▸ What to do: When you write out the records, keep every word exact and drop the pictures.
┌─ Extracted data
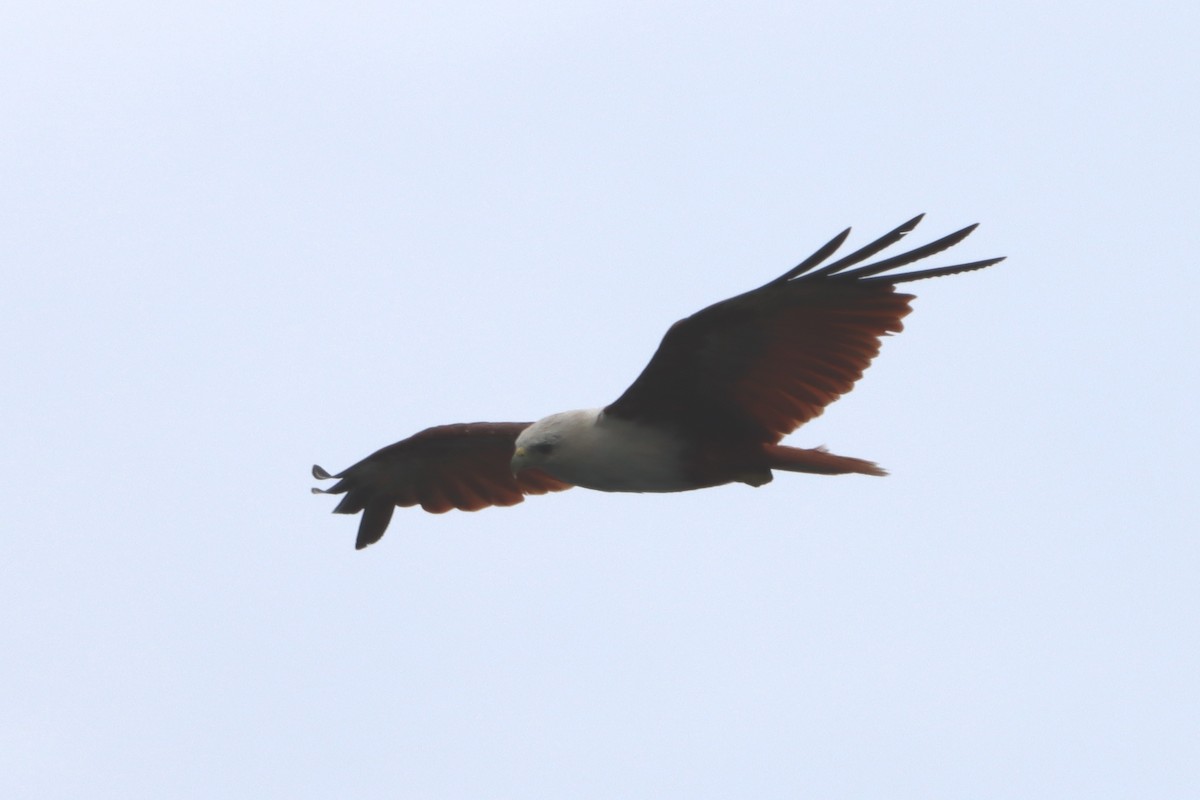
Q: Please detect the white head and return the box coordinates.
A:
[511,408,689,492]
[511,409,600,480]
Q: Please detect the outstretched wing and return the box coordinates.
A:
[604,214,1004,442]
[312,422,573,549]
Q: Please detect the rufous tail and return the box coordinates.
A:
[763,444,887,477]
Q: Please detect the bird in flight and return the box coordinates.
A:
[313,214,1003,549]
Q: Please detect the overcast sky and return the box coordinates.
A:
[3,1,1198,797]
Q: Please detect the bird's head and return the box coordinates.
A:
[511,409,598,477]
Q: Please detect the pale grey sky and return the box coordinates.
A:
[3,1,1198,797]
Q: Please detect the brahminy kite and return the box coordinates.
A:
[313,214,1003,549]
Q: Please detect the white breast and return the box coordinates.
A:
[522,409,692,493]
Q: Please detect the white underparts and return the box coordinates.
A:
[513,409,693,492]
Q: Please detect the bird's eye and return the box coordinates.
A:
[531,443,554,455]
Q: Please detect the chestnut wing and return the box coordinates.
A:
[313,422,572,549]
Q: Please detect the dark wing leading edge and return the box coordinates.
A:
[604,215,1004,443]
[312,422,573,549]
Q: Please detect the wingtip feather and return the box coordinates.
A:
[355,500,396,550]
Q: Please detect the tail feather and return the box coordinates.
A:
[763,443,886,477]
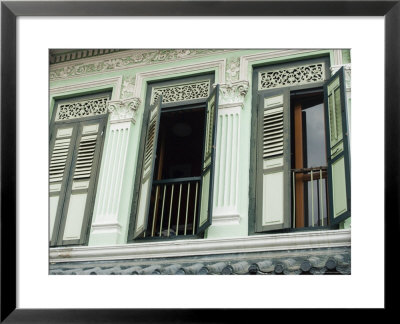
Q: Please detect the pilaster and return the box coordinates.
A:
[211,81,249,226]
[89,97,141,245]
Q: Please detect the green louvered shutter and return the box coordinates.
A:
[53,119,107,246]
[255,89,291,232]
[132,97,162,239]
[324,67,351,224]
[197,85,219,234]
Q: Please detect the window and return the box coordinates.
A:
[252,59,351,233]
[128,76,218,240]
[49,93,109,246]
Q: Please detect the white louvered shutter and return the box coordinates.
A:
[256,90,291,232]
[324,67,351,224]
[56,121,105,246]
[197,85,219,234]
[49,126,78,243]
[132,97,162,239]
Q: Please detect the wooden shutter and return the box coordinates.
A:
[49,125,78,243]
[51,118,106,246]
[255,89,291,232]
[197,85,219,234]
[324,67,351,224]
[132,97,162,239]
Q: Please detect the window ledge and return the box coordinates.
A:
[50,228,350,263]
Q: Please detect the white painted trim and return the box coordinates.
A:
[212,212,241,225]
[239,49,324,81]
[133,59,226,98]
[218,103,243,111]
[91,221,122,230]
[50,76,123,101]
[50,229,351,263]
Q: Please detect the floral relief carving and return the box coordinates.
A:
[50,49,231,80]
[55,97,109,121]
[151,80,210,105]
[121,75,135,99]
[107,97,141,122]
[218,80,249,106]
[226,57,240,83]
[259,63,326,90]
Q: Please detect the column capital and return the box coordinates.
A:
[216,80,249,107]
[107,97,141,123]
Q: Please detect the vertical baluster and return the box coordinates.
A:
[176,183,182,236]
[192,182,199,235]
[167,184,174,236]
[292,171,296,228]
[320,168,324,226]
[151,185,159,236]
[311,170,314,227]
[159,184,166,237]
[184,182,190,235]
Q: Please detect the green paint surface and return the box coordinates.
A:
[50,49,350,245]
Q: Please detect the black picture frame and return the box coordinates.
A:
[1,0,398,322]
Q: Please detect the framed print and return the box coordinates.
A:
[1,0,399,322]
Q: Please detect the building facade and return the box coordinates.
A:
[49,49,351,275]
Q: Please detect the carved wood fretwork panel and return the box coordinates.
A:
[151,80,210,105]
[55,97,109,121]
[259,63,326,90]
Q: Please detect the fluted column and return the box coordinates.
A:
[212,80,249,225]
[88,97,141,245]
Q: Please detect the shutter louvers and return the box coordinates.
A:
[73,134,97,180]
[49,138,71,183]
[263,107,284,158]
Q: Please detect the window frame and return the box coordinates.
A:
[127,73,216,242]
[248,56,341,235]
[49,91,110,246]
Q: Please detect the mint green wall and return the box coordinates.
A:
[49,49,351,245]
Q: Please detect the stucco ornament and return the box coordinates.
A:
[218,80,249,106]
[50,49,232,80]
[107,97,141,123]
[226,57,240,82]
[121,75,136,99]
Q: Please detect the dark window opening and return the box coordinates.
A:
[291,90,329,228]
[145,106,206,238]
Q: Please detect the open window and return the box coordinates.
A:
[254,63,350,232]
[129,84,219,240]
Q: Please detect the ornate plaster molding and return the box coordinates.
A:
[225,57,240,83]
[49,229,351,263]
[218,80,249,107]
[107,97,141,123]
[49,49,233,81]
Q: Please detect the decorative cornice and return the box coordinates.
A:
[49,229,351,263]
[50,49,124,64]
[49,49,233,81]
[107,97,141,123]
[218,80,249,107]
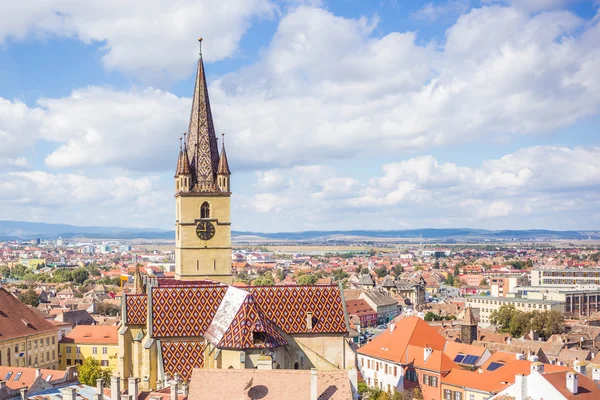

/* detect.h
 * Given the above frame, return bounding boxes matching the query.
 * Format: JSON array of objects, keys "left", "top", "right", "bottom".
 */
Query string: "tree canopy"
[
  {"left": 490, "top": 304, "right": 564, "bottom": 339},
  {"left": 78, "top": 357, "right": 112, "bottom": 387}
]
└─
▸ Task solution:
Q: Please detect the white head and return the box coordinates.
A:
[511,408,689,492]
[511,409,600,480]
Q: Please detect the outstretched wing and return the box coordinates.
A:
[604,214,1004,442]
[312,422,573,549]
Q: Please detect the rufous tail and return the box coordinates.
A:
[763,444,887,477]
Q: Please detect the bird in flight and return the box coordinates.
A:
[313,214,1003,549]
Q: Please detect the overcast sky and return the box coordinates.
A:
[3,1,1198,797]
Q: Please detect the bird's head and return the box coordinates.
A:
[511,409,598,477]
Q: Please detect the pale grey sky and return the box coordinates.
A:
[3,1,1198,797]
Q: Please detect the brahminy kite and return the box coordinates.
A:
[313,214,1003,549]
Q: Please detect the white breast and return the box coordinates.
A:
[522,409,692,493]
Q: Please detect the white underparts and return the box coordinates.
A:
[513,409,693,492]
Q: Please detect the bird's eye and return the box coordinates.
A:
[531,443,554,455]
Q: Please detect the chestnut wing and return the box coordinates.
A:
[313,422,572,549]
Q: Please detect the dark wing leading edge and return the box coordinates.
A:
[604,215,1004,443]
[312,422,573,549]
Q: Please detect the wingtip feather and return the box coordinates.
A:
[355,500,396,550]
Q: Please detect the tail feather and return the box coordinates.
A:
[763,443,886,477]
Q: Please detect the pilaster and return the box coordinates.
A:
[211,81,249,226]
[89,97,141,245]
Q: Please detect the green louvered shutter and return the box coordinates.
A:
[53,119,107,246]
[255,89,291,232]
[132,97,162,239]
[324,67,351,224]
[197,85,219,234]
Q: Please detect the window and return the box coordinates.
A:
[252,59,351,233]
[128,76,218,240]
[49,93,109,246]
Q: Please detect the white louvered shutter and return the box coordinates.
A:
[256,90,291,232]
[324,67,351,224]
[56,121,105,246]
[197,85,219,234]
[49,126,78,243]
[132,97,162,239]
Q: Please detect the wooden shutter and return the box coordinates.
A:
[49,125,78,243]
[51,118,106,246]
[255,89,291,232]
[197,85,219,234]
[324,67,351,224]
[132,97,162,239]
Q: Please detect the window ledge and return the box coordinates.
A:
[50,228,350,263]
Q: Please detect the white painted trim and return the box coordinates.
A:
[212,212,241,225]
[239,49,324,81]
[133,59,226,98]
[218,103,243,111]
[91,221,122,230]
[50,76,123,101]
[50,229,351,263]
Q: Please detect the floral relief carving and return the box coordinates.
A:
[50,49,231,80]
[55,97,109,121]
[151,80,210,105]
[121,75,135,99]
[107,97,141,122]
[218,80,249,106]
[226,57,240,83]
[259,63,326,90]
Q: Please detect the column capital and return the box coordinates.
A:
[216,80,249,107]
[107,97,141,123]
Q: Please detect the vertical baluster and return the box coordinates.
A:
[176,183,182,236]
[192,182,199,235]
[167,184,174,236]
[292,171,296,228]
[320,168,324,226]
[151,185,159,236]
[311,170,314,227]
[159,184,166,237]
[184,182,190,235]
Q: Please detect the green paint surface and return the box coordinates.
A:
[50,49,350,245]
Q: Please detect the black picture frame and return the box coordinates.
A:
[1,0,398,322]
Q: Please detect the framed print and return the box coordinates.
A:
[1,0,399,322]
Q: Please detect the building facade and return the box coordinates.
A:
[49,49,351,275]
Q: Please detect the carved wood fretwork panel and return the box coordinates.
A:
[151,80,210,105]
[55,97,109,121]
[259,63,326,90]
Q: Please detect the fluted column and return the box coordinates.
A:
[212,80,249,225]
[88,97,141,245]
Q: Please detect the shutter louvers and return the box coordinates.
A:
[73,134,97,180]
[49,138,71,183]
[263,107,284,158]
Q: Please detect the window frame and return the box coordinates.
A:
[127,73,216,242]
[248,56,341,235]
[49,91,110,246]
Q: Please detect the mint green wall and return the box coordinates.
A:
[49,49,351,245]
Q: Please detect the stucco ornament and return the box coordinates.
A:
[218,80,249,106]
[50,49,232,80]
[107,97,141,123]
[226,57,240,82]
[121,75,136,99]
Q: Please detect the dark window opening and return the box coordinates.
A:
[291,90,329,228]
[145,106,206,238]
Q: Please detect the open window and return the box coordinates.
A:
[254,63,350,232]
[129,84,219,240]
Q: Please detect the ornate plaster molding and return the box coordinates.
A:
[225,57,240,83]
[49,229,351,263]
[218,80,249,107]
[107,97,141,123]
[49,49,233,81]
Q: Please detect the decorative cornice and return the box coordinates.
A:
[49,229,351,263]
[50,49,124,64]
[49,49,233,81]
[107,97,141,123]
[218,80,249,107]

/* detect.h
 * Given the above frame, return bounding boxes matching the query.
 * Format: JSON array of objects, keys "left", "top", "right", "bottom".
 */
Query string: "tree canopy"
[
  {"left": 490, "top": 304, "right": 564, "bottom": 339},
  {"left": 78, "top": 357, "right": 112, "bottom": 387}
]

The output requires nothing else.